◆ 原文 ◆
◇ ◇ ◇

交差点と合流点エリア手前における駐車禁止区域の拡大
道路と自転車道間の視界を改善し、特に自転車の安全性を高めるため、道路沿いに建設された自転車道がある場合、交差点と合流点手前から8m以内の区域は駐車禁止に。
カーゴバイクの簡素化
特に、カーゴバイクの駐輪場所と積み降ろし場所の提供を目的として、カーゴバイクのシンボルマークを導入する。このマークは所管の道路交通局が使用できる。
自転車高速道路の標識導入
例えば砂地など、道路の性質に関係なく自転車高速道路の識別表示を行うため、標識"自転車高速道路"は道路交通法に加えられる。
二輪車の追い越し禁止
例えば狭い道路などにおいて、道路交通局は二輪車、三輪車など(自転車を含む)車両の自動車による追い越し禁止を指示できる。これに関し、新しい交通標識が導入される。
交通実験規定の拡張
連邦政府による、限定された時間と場所での交通規制や交通安全対策の試験的実施は既に可能であったが、交通実験の実施はこの道路交通法改正により簡素化される。

◇ ◇ ◇

データセットの項目:
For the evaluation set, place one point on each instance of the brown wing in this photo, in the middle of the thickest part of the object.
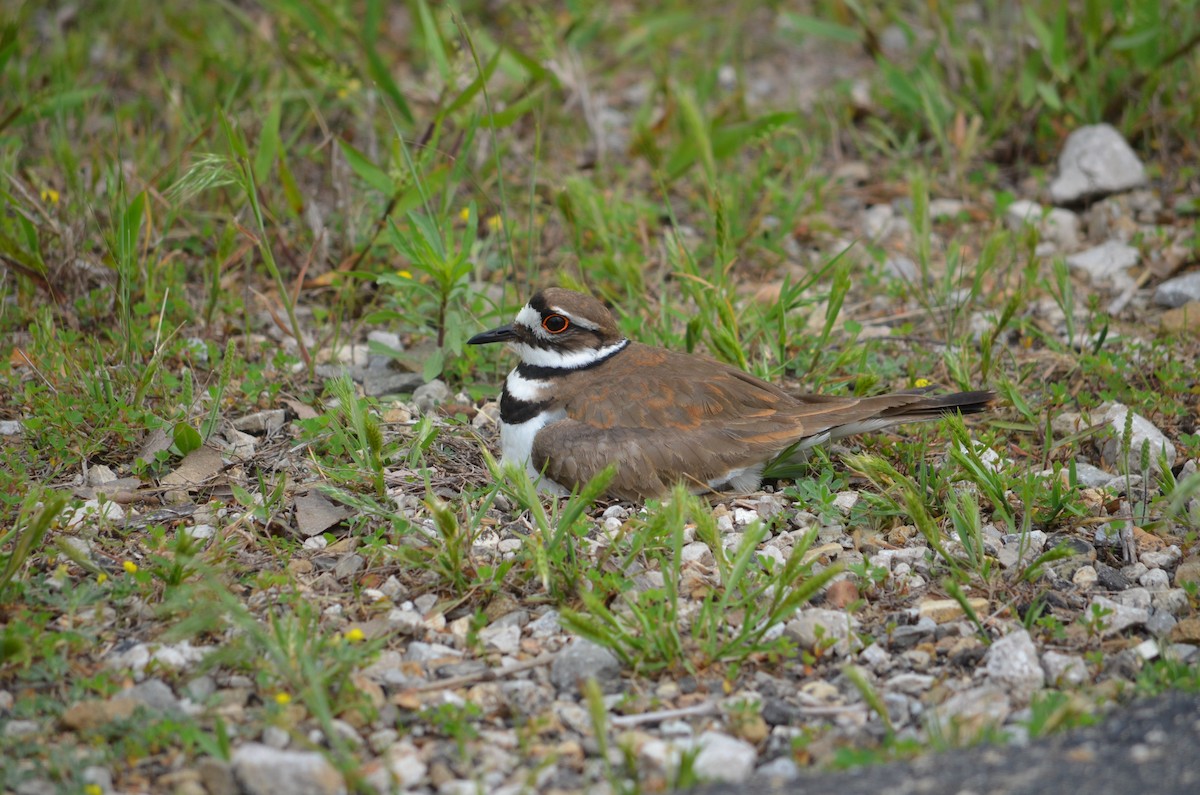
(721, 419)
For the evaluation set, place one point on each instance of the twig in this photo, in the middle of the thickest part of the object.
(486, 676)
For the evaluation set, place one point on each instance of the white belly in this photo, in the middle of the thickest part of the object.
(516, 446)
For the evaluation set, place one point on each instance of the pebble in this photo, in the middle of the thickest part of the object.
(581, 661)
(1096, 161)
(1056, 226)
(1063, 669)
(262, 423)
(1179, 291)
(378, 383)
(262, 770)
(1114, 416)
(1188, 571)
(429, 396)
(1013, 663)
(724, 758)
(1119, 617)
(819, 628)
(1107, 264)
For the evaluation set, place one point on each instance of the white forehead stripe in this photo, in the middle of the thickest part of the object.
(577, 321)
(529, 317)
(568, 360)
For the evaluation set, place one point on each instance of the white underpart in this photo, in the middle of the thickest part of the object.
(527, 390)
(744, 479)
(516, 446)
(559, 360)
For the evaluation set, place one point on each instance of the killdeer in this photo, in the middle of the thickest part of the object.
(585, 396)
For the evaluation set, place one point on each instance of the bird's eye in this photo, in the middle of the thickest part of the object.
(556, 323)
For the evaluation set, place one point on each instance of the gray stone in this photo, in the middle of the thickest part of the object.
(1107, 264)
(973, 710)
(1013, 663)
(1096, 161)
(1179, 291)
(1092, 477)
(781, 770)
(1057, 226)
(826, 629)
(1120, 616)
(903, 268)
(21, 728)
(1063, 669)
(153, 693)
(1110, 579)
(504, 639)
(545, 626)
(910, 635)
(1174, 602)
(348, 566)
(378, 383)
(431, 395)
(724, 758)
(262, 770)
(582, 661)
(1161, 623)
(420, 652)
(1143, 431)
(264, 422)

◇ ◇ ◇

◆ 課題の目的 ◆
道路交通法改正についての原文のうち、「自転車高速道路の標識導入」で始まり「通法改正により簡素化される。」で終わる部分を、両端の語句も含めて一字も変えずに返してください。

◆ 解答欄 ◆
自転車高速道路の標識導入
例えば砂地など、道路の性質に関係なく自転車高速道路の識別表示を行うため、標識"自転車高速道路"は道路交通法に加えられる。
二輪車の追い越し禁止
例えば狭い道路などにおいて、道路交通局は二輪車、三輪車など(自転車を含む)車両の自動車による追い越し禁止を指示できる。これに関し、新しい交通標識が導入される。
交通実験規定の拡張
連邦政府による、限定された時間と場所での交通規制や交通安全対策の試験的実施は既に可能であったが、交通実験の実施はこの道路交通法改正により簡素化される。